• **EXERCISE BRIEF**: Word for word, repeat the lines of the records from the one containing "For the audit, pick out each instance of the man's hand" through the last line, both included.

• **Records contained in a dataset**:
___
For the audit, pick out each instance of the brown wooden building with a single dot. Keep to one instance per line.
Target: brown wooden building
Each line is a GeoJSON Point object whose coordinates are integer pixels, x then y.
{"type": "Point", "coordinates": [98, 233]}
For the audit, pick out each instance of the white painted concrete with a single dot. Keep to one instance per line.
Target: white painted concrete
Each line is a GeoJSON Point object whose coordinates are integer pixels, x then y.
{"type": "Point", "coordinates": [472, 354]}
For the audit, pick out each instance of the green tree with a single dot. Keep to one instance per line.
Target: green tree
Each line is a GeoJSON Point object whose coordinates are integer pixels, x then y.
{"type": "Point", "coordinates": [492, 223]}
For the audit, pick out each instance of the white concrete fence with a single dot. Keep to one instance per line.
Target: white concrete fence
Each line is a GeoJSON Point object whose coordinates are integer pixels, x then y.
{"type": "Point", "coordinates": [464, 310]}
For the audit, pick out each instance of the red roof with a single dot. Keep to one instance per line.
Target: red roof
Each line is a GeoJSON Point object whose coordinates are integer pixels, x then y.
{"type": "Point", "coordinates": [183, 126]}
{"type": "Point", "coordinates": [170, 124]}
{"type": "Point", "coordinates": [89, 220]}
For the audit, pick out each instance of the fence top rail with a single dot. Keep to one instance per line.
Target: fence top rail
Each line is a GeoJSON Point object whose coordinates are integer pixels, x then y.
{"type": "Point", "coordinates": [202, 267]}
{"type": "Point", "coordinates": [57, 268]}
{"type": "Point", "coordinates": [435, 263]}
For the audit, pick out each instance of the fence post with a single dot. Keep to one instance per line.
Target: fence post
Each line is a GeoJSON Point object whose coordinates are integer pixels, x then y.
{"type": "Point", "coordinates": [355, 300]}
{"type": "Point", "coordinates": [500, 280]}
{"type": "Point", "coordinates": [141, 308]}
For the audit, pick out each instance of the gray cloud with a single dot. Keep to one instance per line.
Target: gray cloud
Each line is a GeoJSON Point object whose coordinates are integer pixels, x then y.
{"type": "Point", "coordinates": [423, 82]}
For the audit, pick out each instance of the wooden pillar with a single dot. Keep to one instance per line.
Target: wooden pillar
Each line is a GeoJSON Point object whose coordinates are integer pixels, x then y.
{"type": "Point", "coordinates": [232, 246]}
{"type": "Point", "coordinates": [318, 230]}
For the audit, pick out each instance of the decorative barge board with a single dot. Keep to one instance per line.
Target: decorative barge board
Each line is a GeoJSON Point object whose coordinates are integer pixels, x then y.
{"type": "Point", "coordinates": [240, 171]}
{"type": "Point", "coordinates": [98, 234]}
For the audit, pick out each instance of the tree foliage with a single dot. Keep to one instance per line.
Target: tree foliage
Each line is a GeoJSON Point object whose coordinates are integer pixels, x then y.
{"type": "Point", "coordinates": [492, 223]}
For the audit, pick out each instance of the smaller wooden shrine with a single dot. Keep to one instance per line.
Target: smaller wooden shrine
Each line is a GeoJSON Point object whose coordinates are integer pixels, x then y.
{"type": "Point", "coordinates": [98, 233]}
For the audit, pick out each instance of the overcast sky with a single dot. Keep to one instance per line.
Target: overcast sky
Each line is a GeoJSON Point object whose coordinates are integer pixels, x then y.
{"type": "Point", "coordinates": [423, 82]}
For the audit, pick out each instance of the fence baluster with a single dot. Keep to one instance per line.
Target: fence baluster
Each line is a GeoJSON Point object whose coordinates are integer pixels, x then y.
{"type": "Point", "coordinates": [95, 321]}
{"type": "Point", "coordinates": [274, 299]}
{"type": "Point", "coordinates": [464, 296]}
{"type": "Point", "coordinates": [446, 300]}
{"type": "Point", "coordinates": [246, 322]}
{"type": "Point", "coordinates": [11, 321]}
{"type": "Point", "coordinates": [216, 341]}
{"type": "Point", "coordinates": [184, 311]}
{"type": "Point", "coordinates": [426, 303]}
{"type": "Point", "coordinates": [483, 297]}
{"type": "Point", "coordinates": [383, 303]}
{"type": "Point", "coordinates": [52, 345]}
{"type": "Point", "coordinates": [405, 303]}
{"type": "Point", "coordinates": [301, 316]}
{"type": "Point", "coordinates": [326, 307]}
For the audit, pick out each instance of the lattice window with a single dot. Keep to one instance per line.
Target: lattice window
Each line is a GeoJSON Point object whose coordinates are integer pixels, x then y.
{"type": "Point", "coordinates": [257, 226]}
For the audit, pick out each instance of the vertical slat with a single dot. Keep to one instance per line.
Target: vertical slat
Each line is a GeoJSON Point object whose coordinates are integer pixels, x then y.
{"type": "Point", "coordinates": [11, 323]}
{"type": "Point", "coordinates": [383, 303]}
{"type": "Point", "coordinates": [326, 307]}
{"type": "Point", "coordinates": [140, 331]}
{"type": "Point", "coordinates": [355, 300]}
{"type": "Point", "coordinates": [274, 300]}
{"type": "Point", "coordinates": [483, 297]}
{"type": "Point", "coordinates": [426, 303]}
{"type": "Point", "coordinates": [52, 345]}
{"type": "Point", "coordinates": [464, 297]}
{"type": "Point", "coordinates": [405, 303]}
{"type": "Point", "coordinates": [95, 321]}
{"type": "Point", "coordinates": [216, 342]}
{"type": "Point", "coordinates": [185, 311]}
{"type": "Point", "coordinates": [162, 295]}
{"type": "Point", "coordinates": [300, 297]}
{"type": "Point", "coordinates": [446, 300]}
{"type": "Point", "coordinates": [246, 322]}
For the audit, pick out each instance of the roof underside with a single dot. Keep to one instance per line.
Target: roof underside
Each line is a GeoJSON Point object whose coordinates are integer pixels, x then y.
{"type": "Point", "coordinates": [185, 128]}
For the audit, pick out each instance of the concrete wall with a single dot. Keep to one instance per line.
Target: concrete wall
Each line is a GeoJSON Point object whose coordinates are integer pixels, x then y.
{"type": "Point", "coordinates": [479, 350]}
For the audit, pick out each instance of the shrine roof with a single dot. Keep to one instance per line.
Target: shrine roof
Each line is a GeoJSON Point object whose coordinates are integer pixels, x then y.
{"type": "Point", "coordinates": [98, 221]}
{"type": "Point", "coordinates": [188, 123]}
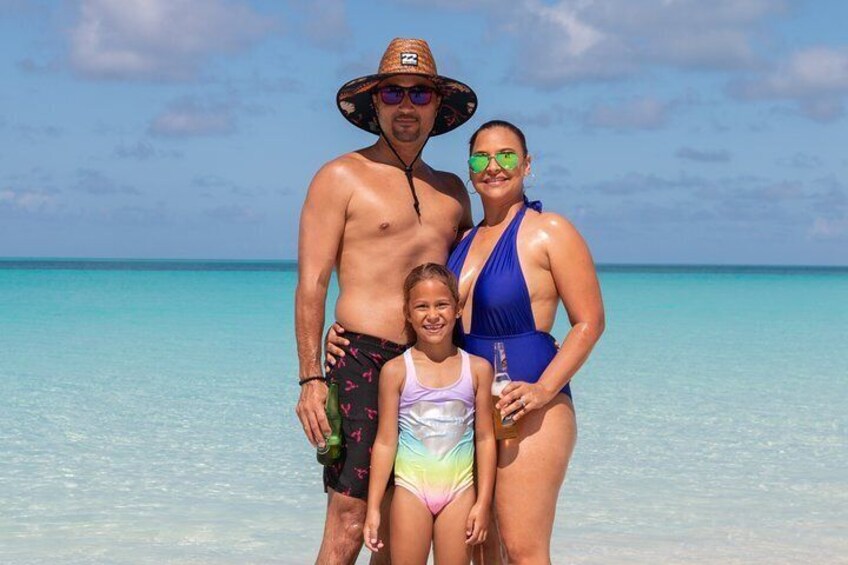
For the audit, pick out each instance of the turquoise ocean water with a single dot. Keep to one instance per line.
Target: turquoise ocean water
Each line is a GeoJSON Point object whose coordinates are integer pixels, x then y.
{"type": "Point", "coordinates": [146, 416]}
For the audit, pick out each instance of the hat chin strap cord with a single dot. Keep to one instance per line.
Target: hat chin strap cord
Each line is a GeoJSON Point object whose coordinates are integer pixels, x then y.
{"type": "Point", "coordinates": [408, 170]}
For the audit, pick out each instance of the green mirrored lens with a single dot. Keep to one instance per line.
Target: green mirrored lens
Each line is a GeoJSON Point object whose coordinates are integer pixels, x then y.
{"type": "Point", "coordinates": [478, 163]}
{"type": "Point", "coordinates": [507, 160]}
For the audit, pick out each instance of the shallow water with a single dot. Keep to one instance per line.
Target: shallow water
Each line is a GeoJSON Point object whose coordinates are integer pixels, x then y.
{"type": "Point", "coordinates": [146, 416]}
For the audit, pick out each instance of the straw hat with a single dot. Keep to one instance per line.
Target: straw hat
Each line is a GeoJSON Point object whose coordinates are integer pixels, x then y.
{"type": "Point", "coordinates": [407, 57]}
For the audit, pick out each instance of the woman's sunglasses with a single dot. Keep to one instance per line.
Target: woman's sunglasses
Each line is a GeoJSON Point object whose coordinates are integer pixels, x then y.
{"type": "Point", "coordinates": [506, 160]}
{"type": "Point", "coordinates": [418, 95]}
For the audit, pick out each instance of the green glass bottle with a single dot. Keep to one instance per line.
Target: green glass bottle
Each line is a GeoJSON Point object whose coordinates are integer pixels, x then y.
{"type": "Point", "coordinates": [332, 451]}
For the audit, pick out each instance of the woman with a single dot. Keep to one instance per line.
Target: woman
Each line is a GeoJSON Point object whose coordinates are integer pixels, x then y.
{"type": "Point", "coordinates": [513, 269]}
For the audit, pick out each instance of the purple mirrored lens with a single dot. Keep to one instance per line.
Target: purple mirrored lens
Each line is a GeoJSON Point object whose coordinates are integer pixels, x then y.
{"type": "Point", "coordinates": [420, 96]}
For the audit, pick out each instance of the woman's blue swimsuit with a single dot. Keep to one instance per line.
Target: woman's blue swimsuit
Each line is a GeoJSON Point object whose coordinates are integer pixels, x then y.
{"type": "Point", "coordinates": [501, 308]}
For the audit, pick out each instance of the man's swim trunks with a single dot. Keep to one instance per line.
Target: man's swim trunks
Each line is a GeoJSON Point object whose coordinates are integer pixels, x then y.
{"type": "Point", "coordinates": [357, 374]}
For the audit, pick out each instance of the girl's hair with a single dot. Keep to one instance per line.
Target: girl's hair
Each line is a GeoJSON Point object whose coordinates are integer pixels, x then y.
{"type": "Point", "coordinates": [498, 124]}
{"type": "Point", "coordinates": [430, 271]}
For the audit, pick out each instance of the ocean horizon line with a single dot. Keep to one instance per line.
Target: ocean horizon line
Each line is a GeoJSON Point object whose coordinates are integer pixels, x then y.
{"type": "Point", "coordinates": [286, 265]}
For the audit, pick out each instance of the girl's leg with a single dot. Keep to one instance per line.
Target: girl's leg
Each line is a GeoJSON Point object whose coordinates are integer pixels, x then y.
{"type": "Point", "coordinates": [449, 545]}
{"type": "Point", "coordinates": [411, 526]}
{"type": "Point", "coordinates": [530, 473]}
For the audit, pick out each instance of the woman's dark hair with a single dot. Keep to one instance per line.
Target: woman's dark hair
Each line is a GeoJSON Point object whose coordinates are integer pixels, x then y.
{"type": "Point", "coordinates": [498, 124]}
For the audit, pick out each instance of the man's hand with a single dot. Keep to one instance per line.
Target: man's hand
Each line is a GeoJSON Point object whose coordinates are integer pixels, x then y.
{"type": "Point", "coordinates": [369, 531]}
{"type": "Point", "coordinates": [310, 411]}
{"type": "Point", "coordinates": [477, 524]}
{"type": "Point", "coordinates": [333, 344]}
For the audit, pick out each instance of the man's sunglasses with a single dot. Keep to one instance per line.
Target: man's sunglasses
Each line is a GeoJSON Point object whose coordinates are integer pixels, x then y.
{"type": "Point", "coordinates": [393, 95]}
{"type": "Point", "coordinates": [506, 160]}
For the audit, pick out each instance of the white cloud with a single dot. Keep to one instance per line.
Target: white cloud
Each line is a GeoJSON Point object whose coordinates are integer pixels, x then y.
{"type": "Point", "coordinates": [26, 200]}
{"type": "Point", "coordinates": [188, 117]}
{"type": "Point", "coordinates": [640, 113]}
{"type": "Point", "coordinates": [703, 155]}
{"type": "Point", "coordinates": [158, 39]}
{"type": "Point", "coordinates": [816, 78]}
{"type": "Point", "coordinates": [326, 24]}
{"type": "Point", "coordinates": [577, 40]}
___
• **RESPONSE**:
For the audit, pick out each instance of the man's hand with a single dot. Keep to one instance per line.
Target: man's hand
Each line is a GeoJSON Point object whose coordinates are integer pixels, x then y.
{"type": "Point", "coordinates": [369, 531]}
{"type": "Point", "coordinates": [310, 411]}
{"type": "Point", "coordinates": [477, 524]}
{"type": "Point", "coordinates": [333, 344]}
For the audit, pick out each instance of the man's sunglasses with a single dot. Keep to one instance per line.
Target: man's sunglasses
Each line is a GeoJSON Point object whose coordinates are integer pixels, x then y.
{"type": "Point", "coordinates": [393, 95]}
{"type": "Point", "coordinates": [506, 160]}
For the audit, pick out each instance of the white cloud with a single dot. Keep to one instance per line.
Target: white cloud
Each line is a GeoJSON Point object whose coordinates are integer pixels, x then y.
{"type": "Point", "coordinates": [26, 200]}
{"type": "Point", "coordinates": [188, 117]}
{"type": "Point", "coordinates": [640, 113]}
{"type": "Point", "coordinates": [703, 155]}
{"type": "Point", "coordinates": [158, 39]}
{"type": "Point", "coordinates": [816, 78]}
{"type": "Point", "coordinates": [326, 24]}
{"type": "Point", "coordinates": [577, 40]}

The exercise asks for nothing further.